§ **Short problem**
Extract the part of the data that begins with the line containing "like [56, 249]." and continues through the end of the data, and reproduce those lines word for word.

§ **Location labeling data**
## start
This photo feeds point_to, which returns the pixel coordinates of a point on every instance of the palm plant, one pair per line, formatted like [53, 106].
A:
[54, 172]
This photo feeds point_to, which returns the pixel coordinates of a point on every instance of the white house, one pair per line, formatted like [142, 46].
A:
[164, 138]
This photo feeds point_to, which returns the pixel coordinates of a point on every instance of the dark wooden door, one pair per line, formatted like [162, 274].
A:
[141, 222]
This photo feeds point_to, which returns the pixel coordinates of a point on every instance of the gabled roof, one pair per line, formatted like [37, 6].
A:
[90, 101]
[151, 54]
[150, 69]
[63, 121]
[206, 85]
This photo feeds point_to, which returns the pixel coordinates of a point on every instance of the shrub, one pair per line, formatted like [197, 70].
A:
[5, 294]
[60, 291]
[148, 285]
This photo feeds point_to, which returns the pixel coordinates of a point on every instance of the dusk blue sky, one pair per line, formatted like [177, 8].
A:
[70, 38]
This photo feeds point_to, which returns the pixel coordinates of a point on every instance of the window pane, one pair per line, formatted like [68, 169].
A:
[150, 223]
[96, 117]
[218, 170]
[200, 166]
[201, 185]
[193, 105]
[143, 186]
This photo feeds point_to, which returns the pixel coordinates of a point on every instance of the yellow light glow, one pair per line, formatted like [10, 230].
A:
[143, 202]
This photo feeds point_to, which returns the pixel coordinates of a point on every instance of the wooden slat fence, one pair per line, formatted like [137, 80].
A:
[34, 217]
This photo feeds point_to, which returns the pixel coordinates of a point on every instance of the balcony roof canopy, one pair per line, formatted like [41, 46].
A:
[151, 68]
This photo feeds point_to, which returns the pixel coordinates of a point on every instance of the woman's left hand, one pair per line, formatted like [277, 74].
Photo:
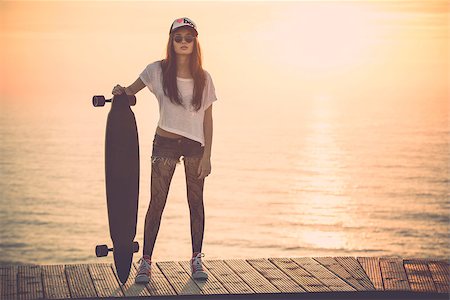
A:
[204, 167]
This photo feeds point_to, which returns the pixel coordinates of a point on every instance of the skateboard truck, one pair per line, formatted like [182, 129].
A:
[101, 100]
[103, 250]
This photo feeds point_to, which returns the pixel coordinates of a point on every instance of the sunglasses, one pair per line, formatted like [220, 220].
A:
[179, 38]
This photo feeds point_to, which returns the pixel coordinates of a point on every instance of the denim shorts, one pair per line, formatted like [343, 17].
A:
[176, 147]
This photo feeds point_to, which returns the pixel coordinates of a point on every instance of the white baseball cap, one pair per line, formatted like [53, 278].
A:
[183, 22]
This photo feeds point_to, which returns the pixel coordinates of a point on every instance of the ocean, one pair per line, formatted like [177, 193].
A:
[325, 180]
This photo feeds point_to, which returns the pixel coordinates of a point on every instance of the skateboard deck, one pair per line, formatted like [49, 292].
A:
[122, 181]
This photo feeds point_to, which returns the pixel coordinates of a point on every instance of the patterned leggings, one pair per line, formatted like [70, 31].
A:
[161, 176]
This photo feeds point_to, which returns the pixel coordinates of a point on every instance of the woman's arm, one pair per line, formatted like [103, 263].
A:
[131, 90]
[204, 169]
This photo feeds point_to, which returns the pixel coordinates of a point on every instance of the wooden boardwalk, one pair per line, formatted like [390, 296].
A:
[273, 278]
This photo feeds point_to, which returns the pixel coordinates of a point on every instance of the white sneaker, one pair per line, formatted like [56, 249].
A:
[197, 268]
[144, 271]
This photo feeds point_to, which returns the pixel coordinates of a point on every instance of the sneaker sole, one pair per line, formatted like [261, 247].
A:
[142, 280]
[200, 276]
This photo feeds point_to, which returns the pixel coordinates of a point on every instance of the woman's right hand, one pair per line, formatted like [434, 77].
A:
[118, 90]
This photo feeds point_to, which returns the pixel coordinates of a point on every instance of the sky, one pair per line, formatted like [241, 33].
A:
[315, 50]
## end
§ **Written response**
This photo feeds point_to, which returns the pixel coordinates of a point on every instance of the white sneaker, one pair per line, formatted like [56, 249].
A:
[197, 268]
[144, 271]
This photo feeds point_to, which returns the pixel coordinates of a point on every instance of the sneaker sole, one pair per line, formatted like [261, 247].
A:
[142, 280]
[200, 276]
This photo feeds point_to, which returns the pixel coordinates of a point on every instance of the woman's right hand, one pair per line, formatted like [434, 77].
A:
[118, 90]
This photo feeds point_to, which returns the pixel coordinates of a point on every instance of the sky, one pair per line, formatted like [241, 33].
A:
[315, 50]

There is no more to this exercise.